• PROBLEMS AND TASKS:
[1] In the conjoint analysis tutorial, which R function is used to run the exact binomial test on the hitrate?
[2] From the conjoint analysis tutorial, write out the part that opens with the words containing "Interpretation: The hitrate" and closes with "level of prediction)".
[3] Resume the conjoint analysis tutorial from its last sentence and keep it going.

• READING PASSAGE:
▬▬▬

Again, we can inspect the result:

View(d_stacked)

Brief Overview
ID	Choice	Predicted_Choice	Option	Predicted_Share
1	1	1	OptionA	98.20
1	0	0	OptionB	0.00
1	0	0	OptionC	1.80
2	1	0	OptionA	26.89
2	0	0	OptionB	0.00
2	0	1	OptionC	73.11
3	0	0	OptionA	0.00
3	1	0	OptionB	11.92
3	0	1	OptionC	88.08

4 Predictive validity according to different metrics

Next, we proceed with the calculation of the different metrics to evaluate the predictive validity of our conjoint analysis. We are searching for each metric we discussed during class:

The Hitrate: How many consumers did actually decide for the product that is predicted to be their most preferred product within the HOT (e.g., Ding, 2007; Dong, Ding, & Huber, 2010). It is calculated as the fraction of correctedly predicted consumers.
Mean Absolute Error (MAE) and Root-Mean-Squared-Error (RMSE) as indication of the the predictive performance at an aggregated level (Liu, Lee, & Conrad, 2015)
Cohen’s kappa (e.g., Cohen, 1968; Landis & Koch, 1977)
The mean hit probability: The mean predicted choice probability of the actually chosen option (e.g., Dotson et al., 2018; Voleti, Srinivasan, & Ghosh, 2017)

4.1 Hitrate

Calculating the hitrate is relatively straightforward. In an essence, we count (nrow()) row-wise the number of times in d_stacked in which both variables ‘Choice’ and ‘Predicted_Choice’ are 1 (the correctly predicted choices). Afterwards we divide by the total number of consumers in the dataset (nrow()), which gives the hitrate.

hitrate <- nrow(d_stacked[d_stacked$Choice == 1 & d_stacked$Predicted_Choice == 1, ]) / nrow(d)

hitrate

## [1] 0.3333333

Interpretation: The hitrate of correct prediction is 33.3333333%. Since, the chance level of prediction is also $1/3, this results indicate an insufficient predictive validity.

We can furthermore test, if the observed hitrate is significantly greater than the chance level. The easiest way is to use an exact binomial test.

To do so, we can use the binom.test() function. Recap: You can evaluate how the function works and which arguments it expects by pressing ‘F1’ while setting the cursor into the function’s name.

binom.test(x, n, p = 0.5, alternative = c(“two.sided”, “less”, “greater”), conf.level = 0.95) expects 5 arguments:

x: the number of successes (the number of hits in our case)
n: the number of trails (the number of consumers in our conjoint study)
p: the assumed probability of success in each trail (the chance level of prediction)

▬▬▬

• RECORDED INFORMATION:
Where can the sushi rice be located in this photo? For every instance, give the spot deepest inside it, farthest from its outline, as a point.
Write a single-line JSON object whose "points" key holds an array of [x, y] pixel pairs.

▬▬▬

• TASK-BY-TASK OUTPUTS:
[1] The binom.test() function.

[2]
Interpretation: The hitrate of correct prediction is 33.3333333%. Since, the chance level of prediction is also $1/3, this results indicate an insufficient predictive validity.

We can furthermore test, if the observed hitrate is significantly greater than the chance level. The easiest way is to use an exact binomial test.

To do so, we can use the binom.test() function. Recap: You can evaluate how the function works and which arguments it expects by pressing ‘F1’ while setting the cursor into the function’s name.

binom.test(x, n, p = 0.5, alternative = c(“two.sided”, “less”, “greater”), conf.level = 0.95) expects 5 arguments:

x: the number of successes (the number of hits in our case)
n: the number of trails (the number of consumers in our conjoint study)
p: the assumed probability of success in each trail (the chance level of prediction)

[3]
alternative: a string indicating if we want to test undirected or directed for differences from chance level
conf.level: simply the accepted alpha error rate.

In the code chunk below, we use the code that we applied to the calculation of the hitrate to set x and n. The assumed probability of success p is equal to ‘(1 / (ncol(d) - 3))’, that is 1 divided by the number of columns in d minus 3 (the number of product alternatives in the HOT is given by the columns in d minus the ID, the actual choice, the predicted choice). We set the confidence level to 0.95 (alpha=.05). We test directed if the observed hitrate is greater than the assumed probability of success (alternative = “greater”).

undirected_binomial_test_chance_level <- binom.test(nrow(x = d_stacked[d_stacked$Choice == 1 & d_stacked$Predicted_Choice == 1, ]),
  n = nrow(d),
  alternative = "greater",
  p = (1 / (ncol(d) - 3)),
  conf.level = .95
)

undirected_binomial_test_chance_level

## 
##  Exact binomial test
## 
## data:  nrow(x = d_stacked[d_stacked$Choice == 1 & d_stacked$Predicted_Choice == 1, ]) and nrow(d)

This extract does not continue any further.